### Исходный отрывок
Людочка, мы тоже уже несколько раз обкатали "Классику жанра". Можно проводить этот блок по частям, но мы проводили его полностью. Так возникает ощущение целостности и логического перехода одной части в другую. Что хочется сказать: САМИ ДОВОЛЬНЫ И САМИМ НРАВИТСЯ! :Yahoo:

----------


## Толичек

Ребята! Ещё раз хочу сказать вам спасибо за " Классику жанра" действительно классный блок.  Описывать не буду потому, что зачем  прекрасное описывать. Оно и так прекрасно. Спасибо вам. :062:  :062:  :Laie 48:  :Laie 48:  :Laie 48:   :Ok:  :Ok:  :Ok:  :Yahoo:

----------


## Николай Бугаков

Толик, с учетом твоих и предыдущих отзывов, корректируем название: прекрасный игровой блок-сценарий "Классика жанра"!  :Grin:  :Grin:  :Grin:

----------


## дюймовка

вчера провела честно скажу-не очень мной любимый юбилей-18 лет
перед этим буквально за три час попалась на глаза   ваша мастерская......

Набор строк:
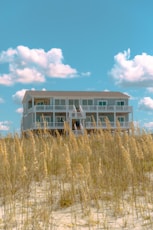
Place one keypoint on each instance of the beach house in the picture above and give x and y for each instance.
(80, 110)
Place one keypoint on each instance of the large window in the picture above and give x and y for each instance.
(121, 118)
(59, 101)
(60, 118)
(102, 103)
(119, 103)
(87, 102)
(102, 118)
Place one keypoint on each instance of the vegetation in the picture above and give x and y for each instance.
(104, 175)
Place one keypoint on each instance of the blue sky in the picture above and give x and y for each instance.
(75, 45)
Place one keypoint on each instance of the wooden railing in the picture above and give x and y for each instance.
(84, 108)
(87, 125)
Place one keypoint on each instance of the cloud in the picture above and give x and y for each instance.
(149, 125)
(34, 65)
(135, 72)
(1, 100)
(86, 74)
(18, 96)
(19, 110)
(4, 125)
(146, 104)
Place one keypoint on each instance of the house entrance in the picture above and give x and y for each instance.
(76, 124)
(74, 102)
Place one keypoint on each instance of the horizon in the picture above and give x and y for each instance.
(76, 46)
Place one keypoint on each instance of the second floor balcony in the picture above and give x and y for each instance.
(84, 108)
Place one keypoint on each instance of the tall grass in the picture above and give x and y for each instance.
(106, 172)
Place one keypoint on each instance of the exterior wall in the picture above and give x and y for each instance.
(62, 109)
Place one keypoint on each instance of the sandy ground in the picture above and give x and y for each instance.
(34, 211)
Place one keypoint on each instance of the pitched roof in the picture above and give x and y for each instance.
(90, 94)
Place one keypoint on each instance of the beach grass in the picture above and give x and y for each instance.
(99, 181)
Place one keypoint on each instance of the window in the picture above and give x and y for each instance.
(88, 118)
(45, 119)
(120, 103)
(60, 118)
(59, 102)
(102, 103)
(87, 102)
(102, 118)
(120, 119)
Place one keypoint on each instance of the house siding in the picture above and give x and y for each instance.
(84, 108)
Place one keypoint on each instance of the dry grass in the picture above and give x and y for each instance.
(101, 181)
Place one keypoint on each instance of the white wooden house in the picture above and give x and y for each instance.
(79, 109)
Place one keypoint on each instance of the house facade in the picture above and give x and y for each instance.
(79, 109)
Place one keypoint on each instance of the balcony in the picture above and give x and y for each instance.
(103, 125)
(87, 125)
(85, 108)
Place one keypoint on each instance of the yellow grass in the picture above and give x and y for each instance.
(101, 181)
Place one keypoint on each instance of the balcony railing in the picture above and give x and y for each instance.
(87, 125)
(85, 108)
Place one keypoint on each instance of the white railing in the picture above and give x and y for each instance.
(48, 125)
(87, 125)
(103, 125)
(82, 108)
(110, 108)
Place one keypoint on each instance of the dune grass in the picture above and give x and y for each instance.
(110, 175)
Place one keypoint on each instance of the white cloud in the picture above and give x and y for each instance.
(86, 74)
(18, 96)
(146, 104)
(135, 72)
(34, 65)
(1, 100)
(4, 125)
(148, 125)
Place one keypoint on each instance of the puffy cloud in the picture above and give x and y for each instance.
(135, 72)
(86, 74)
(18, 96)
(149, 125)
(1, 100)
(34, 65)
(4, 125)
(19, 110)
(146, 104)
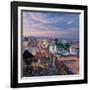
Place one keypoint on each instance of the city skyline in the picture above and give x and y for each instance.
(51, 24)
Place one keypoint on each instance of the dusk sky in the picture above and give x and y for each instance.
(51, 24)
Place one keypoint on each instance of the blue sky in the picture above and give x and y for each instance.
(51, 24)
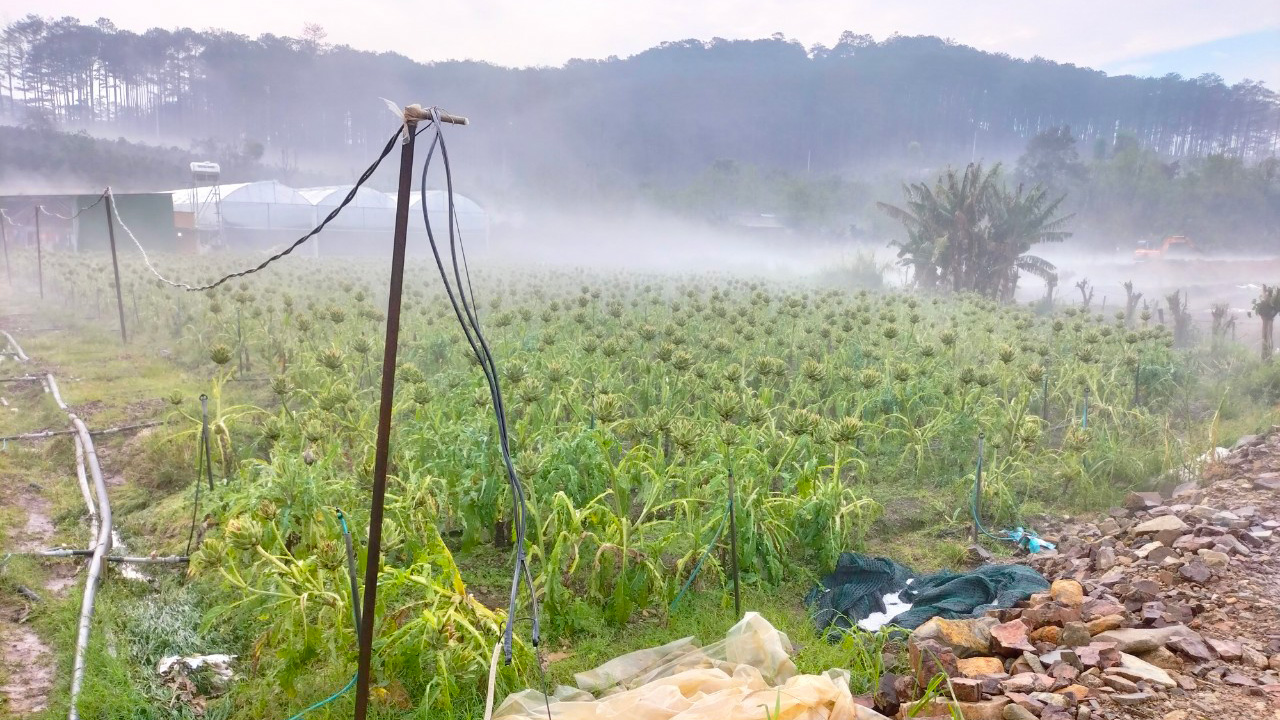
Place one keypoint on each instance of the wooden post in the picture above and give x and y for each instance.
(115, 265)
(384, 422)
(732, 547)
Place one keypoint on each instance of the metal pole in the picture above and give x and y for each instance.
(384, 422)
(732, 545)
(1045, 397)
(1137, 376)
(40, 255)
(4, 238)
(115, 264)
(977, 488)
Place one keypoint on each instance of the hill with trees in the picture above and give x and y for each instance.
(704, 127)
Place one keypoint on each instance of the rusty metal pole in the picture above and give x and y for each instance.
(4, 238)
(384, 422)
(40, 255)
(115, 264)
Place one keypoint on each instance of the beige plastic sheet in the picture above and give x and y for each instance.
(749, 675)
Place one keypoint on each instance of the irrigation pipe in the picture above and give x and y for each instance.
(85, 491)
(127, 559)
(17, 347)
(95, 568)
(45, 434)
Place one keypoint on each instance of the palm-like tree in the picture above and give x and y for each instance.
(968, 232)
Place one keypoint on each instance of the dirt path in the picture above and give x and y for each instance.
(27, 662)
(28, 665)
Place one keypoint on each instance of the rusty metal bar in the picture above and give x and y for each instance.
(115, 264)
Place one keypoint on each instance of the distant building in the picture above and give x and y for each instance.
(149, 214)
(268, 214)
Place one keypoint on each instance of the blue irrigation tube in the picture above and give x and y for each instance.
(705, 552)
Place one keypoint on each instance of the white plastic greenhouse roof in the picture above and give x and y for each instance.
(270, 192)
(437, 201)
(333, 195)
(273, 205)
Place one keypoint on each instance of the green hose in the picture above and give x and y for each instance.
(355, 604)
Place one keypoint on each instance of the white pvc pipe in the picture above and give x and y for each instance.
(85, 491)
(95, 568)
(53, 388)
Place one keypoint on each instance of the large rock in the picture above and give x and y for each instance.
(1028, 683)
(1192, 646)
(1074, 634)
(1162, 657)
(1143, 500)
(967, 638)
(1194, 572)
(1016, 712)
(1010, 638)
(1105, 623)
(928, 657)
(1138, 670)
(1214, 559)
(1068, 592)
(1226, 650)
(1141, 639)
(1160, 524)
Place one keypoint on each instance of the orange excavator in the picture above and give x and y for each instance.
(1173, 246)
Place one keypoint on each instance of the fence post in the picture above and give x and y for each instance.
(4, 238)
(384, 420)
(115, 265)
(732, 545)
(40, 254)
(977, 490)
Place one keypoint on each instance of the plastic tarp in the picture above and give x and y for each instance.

### Задание
Допишите продолжение отрывка из форумного обсуждения блока «Классика жанра», начиная сразу после его последней фразы. Эти строки для работы не понадобятся.

### Ответ к заданию
читала на одном дыхании-бегом скачивала
думала _Нина тебя сюда Боженька направил.....
всё...
юбилей на Ура!!!
классика жанра...я только летом им вела выпускной-в тему
дети....не ушли!!!!! им было интересно!!!!они соревновались со взрослыми
вы знаете-кланяюсь в пояс-честное слово!!!!!!!!!!!!!! за вашу щедрую душу за ваш талант за всё
вы не просто делитесь(мне б просто лень было описывать  свои наработки) вы отдаёте нам свою душу! спаси вас Бог!!!!!!!!!!!!!!!!!!!!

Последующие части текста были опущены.